PASSAGE TO READ =
########################################
I like Glenn Greenwald, so much so that he’s one of the very few bloggers that I get his RSS feed sent directly to my inbox. He’s got some great analysis, and I almost kind of see him as the straight-laced version of myself. You know, if I was a lot more humorless and square, and didn’t have so much fun insulting people. And I don’t mean that in a bad way, as sincerity and squareness can be admirable qualities, in moderation.
But, he’s not one of the infallible bloggers like Josh Marshall and Digby (and myself), and I too often have nits, both small and large, to pick with what he writes. And today (now yesterday, as I took too long writing this) I’ve found one of those nits, and it’s big enough for me to bother writing about.
He was writing about pundits, and starts off saying “More than anything else, I believe political opinion is shaped by what Americans hear from the pundits and so-called "political experts" who pompously parade across their television screens (and, to a lesser extent, their newspaper pages) and opine with such certainty from their perch of elevated wisdom.”
Now, maybe that’s how things look from the ivory towers of his east-coast domain (or wherever he resides), but here in Texas, TV pundits have about as much influence on what regular people think as a bat turd at a monkey convention. And Glenn totally confirms that point by referencing a silly conversation with uber-spinner Dick Morris on Hannity & Colmes regarding the North Korean nuke test, and how it was going to be the issue for the upcoming election; and then says how they were totally wrong and that nobody cared about it.
Flock of Pundits
Specifically, Greenwald writes:
The North Korean story lasted all of 24 hours, if that. Not a single candidate talks about it other than in passing, at most.
Huh? But I thought that pundits like Morris, Hannity, and Fox’s biggest punchline, Colmes were extremely influential and the “backbone of American political dialogue.” So how could all their pimping of the North Korean nuke test not have influenced anything?
Because it never really does. The primary influence that the pundits have is on other pundits, the news media, and through them, our politicians. They’re the ones obsessed with what these dopes say. They’re the ones who repeat what the talkers are saying. Watching the pundits and national media is like watching a flock of birds flying in pattern. They all fly in almost perfect unison behind the lead bird, while occasionally another bird takes the lead position and they all start following him. And yet, none of those birds could influence anything outside their flock to join in. I’ve watched that kind of thing on many occasions, and never once thought to join them; and I feel the same way on the few occasions I’ve watched CNN.
########################################
[Location identification items]
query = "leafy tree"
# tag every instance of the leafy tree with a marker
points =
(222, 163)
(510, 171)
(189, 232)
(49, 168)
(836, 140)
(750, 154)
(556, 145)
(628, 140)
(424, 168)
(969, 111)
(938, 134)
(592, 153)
########################################
TASKS TO CARRY OUT =
a) In the blog post about pundits, what does the writer say watching the pundits and national media is like?
b) Echo the passage of the blog post about pundits starting at "Now, maybe that’s" and ending at "passing, at most.".
c) Carry on the blog post about pundits from the point where it stops.

ANSWERS TO THE EXERCISES =
a) It is like watching a flock of birds flying in pattern.

b)
Now, maybe that’s how things look from the ivory towers of his east-coast domain (or wherever he resides), but here in Texas, TV pundits have about as much influence on what regular people think as a bat turd at a monkey convention. And Glenn totally confirms that point by referencing a silly conversation with uber-spinner Dick Morris on Hannity & Colmes regarding the North Korean nuke test, and how it was going to be the issue for the upcoming election; and then says how they were totally wrong and that nobody cared about it.
Flock of Pundits
Specifically, Greenwald writes:
The North Korean story lasted all of 24 hours, if that. Not a single candidate talks about it other than in passing, at most.

c)
But it’s primarily through the influence of straight-news journalists and the politicians that these people have any influence. This stuff can knock politicians off their stride if reporters keep asking them about it, and get them to focus on issues that nobody but the news establishment cares about, and that kind of stuff can filter down to the people. But almost nobody is really influenced directly by the pundits except the other pundits.
Hell, just recently, our pop-alternative radio station started playing a recorded segment of their lame-ass morning DJ’s making fun of Bush, and I find that to be quite a bit more influential and significant for American politics than what your typical pundit says on CNN or Fox. As they say, all politics are local, and when the watered-down, non-political DJ’s start on an anti-Bush riff that the station feels confident in replaying throughout the day, you know something’s in the air.
Impeachment Politics
And their only real ace is to get a politician to say or do something so incredibly stupid or wrong that it finally filters through to the regular people. It’s not about influencing people, but about influencing the politicians to screw-up, and then busting them. That’s how the impeachments of Nixon and Clinton came about. Few people cared about Nixon’s crimes until the heat kept on enough that Nixon had to start addressing the issue publicly, and stonewalling, and firing attorney generals, and all that. But Nixon made it a national issue that eventually brought him down.
And same with Clinton. He lied about an event that most Americans couldn’t care about, and the Republicans caught him in that lie. And where as most Americans became concerned with Nixon’s abuses, Clinton’s never really did catch-on with people. No matter that the pundits had been against him for years or saw his crimes as being some of the worst in presidential history, the average American didn’t care and supported Clinton.
And that’s not necessarily to second-guess Nixon or Clinton. At the time of their offense, it had to seem like the most sensible policy to continue to cover-up what they had done; and they had both viewed the attacks against them as an unfair witch-hunt by their accusers.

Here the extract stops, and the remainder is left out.